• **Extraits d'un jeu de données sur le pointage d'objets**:
########

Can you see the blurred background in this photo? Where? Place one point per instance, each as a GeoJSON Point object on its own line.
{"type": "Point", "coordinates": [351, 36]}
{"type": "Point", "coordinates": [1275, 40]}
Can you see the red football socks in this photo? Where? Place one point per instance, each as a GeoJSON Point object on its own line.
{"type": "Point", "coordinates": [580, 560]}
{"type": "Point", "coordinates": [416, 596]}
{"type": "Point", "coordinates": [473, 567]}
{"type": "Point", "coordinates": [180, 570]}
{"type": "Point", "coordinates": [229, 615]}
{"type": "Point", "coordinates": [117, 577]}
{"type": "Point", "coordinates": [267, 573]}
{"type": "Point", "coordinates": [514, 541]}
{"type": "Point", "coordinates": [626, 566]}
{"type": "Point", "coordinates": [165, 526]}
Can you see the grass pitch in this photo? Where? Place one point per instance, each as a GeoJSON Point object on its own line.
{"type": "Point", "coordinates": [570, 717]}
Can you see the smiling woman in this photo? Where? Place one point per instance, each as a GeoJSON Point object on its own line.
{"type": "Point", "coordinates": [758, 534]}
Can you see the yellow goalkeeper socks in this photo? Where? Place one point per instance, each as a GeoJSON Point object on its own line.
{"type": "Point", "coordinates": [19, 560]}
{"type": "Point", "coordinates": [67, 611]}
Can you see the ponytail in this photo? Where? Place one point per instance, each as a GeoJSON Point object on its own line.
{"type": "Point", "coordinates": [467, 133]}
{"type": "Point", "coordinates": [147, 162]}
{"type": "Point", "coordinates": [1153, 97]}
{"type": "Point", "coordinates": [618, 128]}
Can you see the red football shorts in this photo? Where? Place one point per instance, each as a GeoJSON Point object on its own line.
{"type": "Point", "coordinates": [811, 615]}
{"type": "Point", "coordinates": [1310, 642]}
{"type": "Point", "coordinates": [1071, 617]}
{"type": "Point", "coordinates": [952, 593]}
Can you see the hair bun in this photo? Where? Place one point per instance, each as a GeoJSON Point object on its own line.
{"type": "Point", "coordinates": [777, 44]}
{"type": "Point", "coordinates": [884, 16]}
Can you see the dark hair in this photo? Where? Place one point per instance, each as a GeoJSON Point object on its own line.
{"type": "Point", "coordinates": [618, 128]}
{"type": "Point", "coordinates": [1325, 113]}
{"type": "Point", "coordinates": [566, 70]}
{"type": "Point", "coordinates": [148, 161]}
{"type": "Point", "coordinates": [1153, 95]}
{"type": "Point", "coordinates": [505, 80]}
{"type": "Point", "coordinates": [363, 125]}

########

• **CONSIGNES**: Disposez l'ensemble de ces lignes en tableau Markdown à deux colonnes, « Numéro » et « Contenu ». Numérotez chaque ligne et ignorez les lignes vides.

• **RÉPONSE**:
| Numéro | Contenu |
|---|---|
| 1 | Can you see the blurred background in this photo? Where? Place one point per instance, each as a GeoJSON Point object on its own line. |
| 2 | {"type": "Point", "coordinates": [351, 36]} |
| 3 | {"type": "Point", "coordinates": [1275, 40]} |
| 4 | Can you see the red football socks in this photo? Where? Place one point per instance, each as a GeoJSON Point object on its own line. |
| 5 | {"type": "Point", "coordinates": [580, 560]} |
| 6 | {"type": "Point", "coordinates": [416, 596]} |
| 7 | {"type": "Point", "coordinates": [473, 567]} |
| 8 | {"type": "Point", "coordinates": [180, 570]} |
| 9 | {"type": "Point", "coordinates": [229, 615]} |
| 10 | {"type": "Point", "coordinates": [117, 577]} |
| 11 | {"type": "Point", "coordinates": [267, 573]} |
| 12 | {"type": "Point", "coordinates": [514, 541]} |
| 13 | {"type": "Point", "coordinates": [626, 566]} |
| 14 | {"type": "Point", "coordinates": [165, 526]} |
| 15 | Can you see the grass pitch in this photo? Where? Place one point per instance, each as a GeoJSON Point object on its own line. |
| 16 | {"type": "Point", "coordinates": [570, 717]} |
| 17 | Can you see the smiling woman in this photo? Where? Place one point per instance, each as a GeoJSON Point object on its own line. |
| 18 | {"type": "Point", "coordinates": [758, 534]} |
| 19 | Can you see the yellow goalkeeper socks in this photo? Where? Place one point per instance, each as a GeoJSON Point object on its own line. |
| 20 | {"type": "Point", "coordinates": [19, 560]} |
| 21 | {"type": "Point", "coordinates": [67, 611]} |
| 22 | Can you see the ponytail in this photo? Where? Place one point per instance, each as a GeoJSON Point object on its own line. |
| 23 | {"type": "Point", "coordinates": [467, 133]} |
| 24 | {"type": "Point", "coordinates": [147, 162]} |
| 25 | {"type": "Point", "coordinates": [1153, 97]} |
| 26 | {"type": "Point", "coordinates": [618, 128]} |
| 27 | Can you see the red football shorts in this photo? Where? Place one point per instance, each as a GeoJSON Point object on its own line. |
| 28 | {"type": "Point", "coordinates": [811, 615]} |
| 29 | {"type": "Point", "coordinates": [1310, 642]} |
| 30 | {"type": "Point", "coordinates": [1071, 617]} |
| 31 | {"type": "Point", "coordinates": [952, 593]} |
| 32 | Can you see the hair bun in this photo? Where? Place one point per instance, each as a GeoJSON Point object on its own line. |
| 33 | {"type": "Point", "coordinates": [777, 44]} |
| 34 | {"type": "Point", "coordinates": [884, 16]} |
| 35 | Can you see the dark hair in this photo? Where? Place one point per instance, each as a GeoJSON Point object on its own line. |
| 36 | {"type": "Point", "coordinates": [618, 128]} |
| 37 | {"type": "Point", "coordinates": [1325, 113]} |
| 38 | {"type": "Point", "coordinates": [566, 70]} |
| 39 | {"type": "Point", "coordinates": [148, 161]} |
| 40 | {"type": "Point", "coordinates": [1153, 95]} |
| 41 | {"type": "Point", "coordinates": [505, 80]} |
| 42 | {"type": "Point", "coordinates": [363, 125]} |